**QUOTED PASSAGE:**
Google’s latest artificial intelligence, AlphaZero, has defeated one of the best chess programs in the world after learning the game from scratch in just four hours.
The ‘superhuman’ AlphaZero AI played 100 games against rival computer program Stockfish 8, and won or drew all of them.
The AI is the work of Googe’s DeepMind division, and is the latest in a series of incredible AI achievements by the company.
An earlier version of the machine, dubbed AlphaGo, was able to defeat the world’s top human players of the Chinese board game Go.
Google’s AlphaZero has defeated one of the best chess programs in the world after learning the game from scratch in just four hours. The ‘superhuman’ AlphaZero AI played 100 games against rival computer program Stockfish 8, and won or drew all of them
The results of the achievement were published in a report by researchers from Google’s DeepMind in London this week.
They found that the technology could go up against a powerful chess software, that has been in development for nearly a decade, and still win.
In 100 games played against Stockfish, Google’s AI won 28 and drew the rest – after just four hours of training.
Writing in a research paper about the project, shared via the electronic print repository Arxiv, its authors said: ‘AlphaZero achieved within 24 hours a superhuman level of play in the games of chess and shogi (Japanese chess) as well as Go, and convincingly defeated a world-champion program in each case.’
Stockfish 8, which was released in 2008, had previously won 2016’s Top Chess Engine Championship.
The open source software has been beaten by another program, Komodo, in two major computer chess challenges.
But one chess grandmaster was still impressed with Googe’s victory.
‘I always wondered how it would be if a superior species landed on Earth and showed us how they played chess,’ Peter Heine Nielsen told the BBC. ‘Now I know.’
The AI was also able to beat an AI program called Elmo in the Japanese board game Shogi, after two hours of self-training.
It won 90 games, drew two and lost eight.
With hours of self-training it was also able to beat an earlier version of itself at the ancient Chinese game of Go.
The latest win follows a series of achievements by Google’s Deepmind division.
One version of the Alpha Go AI, created in 2015, proved it could do better than humans on dozens of Atari video games from the 1980s, like video pinball, boxing, and ‘Breakout.’
A new version of the software, called AlphaGo Zero, which learned to play simply by playing games against itself, was unveiled in October.
Demis Hassabis, co-founder and CEO of DeepMind said at the time: ‘It’s amazing to see just how far AlphaGo has come in only two years.
‘AlphaGo Zero is now the strongest version of our program and shows how much progress we can make even with less computing power and zero use of human data.’
Previous versions of AlphaGo were initially trained on thousands of human amateur and professional gamers, to learn how to play Go.
But AlphaGo Zero skipped this step and learned to play simply by playing games against itself, starting from completely random play.

**EXCERPTED DATA:**
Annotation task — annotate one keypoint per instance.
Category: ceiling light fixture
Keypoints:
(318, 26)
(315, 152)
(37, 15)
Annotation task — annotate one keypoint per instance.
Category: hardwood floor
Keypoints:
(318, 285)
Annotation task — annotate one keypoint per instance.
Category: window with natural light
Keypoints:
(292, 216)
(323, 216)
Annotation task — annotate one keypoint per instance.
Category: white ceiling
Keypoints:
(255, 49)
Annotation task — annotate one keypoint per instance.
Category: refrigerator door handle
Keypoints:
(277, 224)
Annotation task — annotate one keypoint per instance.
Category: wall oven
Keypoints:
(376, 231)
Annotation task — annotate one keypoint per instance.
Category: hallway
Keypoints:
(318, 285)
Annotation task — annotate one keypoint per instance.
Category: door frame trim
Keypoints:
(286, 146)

**TASK SET:**
A: According to the AlphaZero article, how many of its 100 games against Stockfish did AlphaZero win?
B: List every game-playing computer program named in the AlphaZero article.
C: Carry the AlphaZero article forward from its final sentence.

**RESULTS IN ORDER:**
A: 28

B: AlphaZero, Stockfish 8, AlphaGo, Komodo, Elmo, AlphaGo Zero

C:
During testing, the system quickly surpassed human level of play and defeated the previous version of AlphaGo by 100 games to 0.
It was able to do this using a form of reinforcement learning, in which it becomes its own teacher.
The system starts off with a neural network that knows nothing about the game of Go.
It then played games against itself, by combining this neural network with a powerful search algorithm.
As it played, the neural network was tuned and updated to predict moves, as well as the eventual winner of the games.
This updated neural network is then recombined with the search algorithm to create a new, stronger version of AlphaGo Zero, and the process begins again.
In each iteration, the performance of the system improves by a small amount, and the quality of the self-play games increases, leading to more and more accurate neural networks and an ever stronger version.
This technique was more powerful than previous versions of AlphaGo because it is no longer constrained by the limits of human knowledge.
In trials, after 40 days of self-training, AlphaGo Zero was able to outperform the version of AlphaGo known as ‘Master’, which has defeated the world’s best players and world number one Ke Jie.
AlphaGo became progressively more efficient thanks to hardware gains and, more recently, algorithmic advances
And after millions of games, the system learned the game from scratch – something that would take a human player thousands of years.
If similar techniques can be applied to other problems, including reducing energy consumption or searching for revolutionary new materials, the resulting breakthroughs have the potential to massively impact society.
Mr Hassabis added: ‘Ultimately we want to harness algorithmic breakthroughs like this to help solve all sorts of pressing real world problems like protein folding or designing new materials.
‘If we can make the same progress on these problems that we have with AlphaGo, it has the potential to drive forward human understanding and positively impact all of our lives.’
In May, the previous version of AlphaGo defeated the world champion for the third time.
AlphaGo defeated 19-year-old world number one Ke Jie of China to sweep a three-game series that was closely watched as a measure of how far artificial intelligence (AI) has come.
Ke Jie anointed the program as the new ‘Go god’ after his defeat.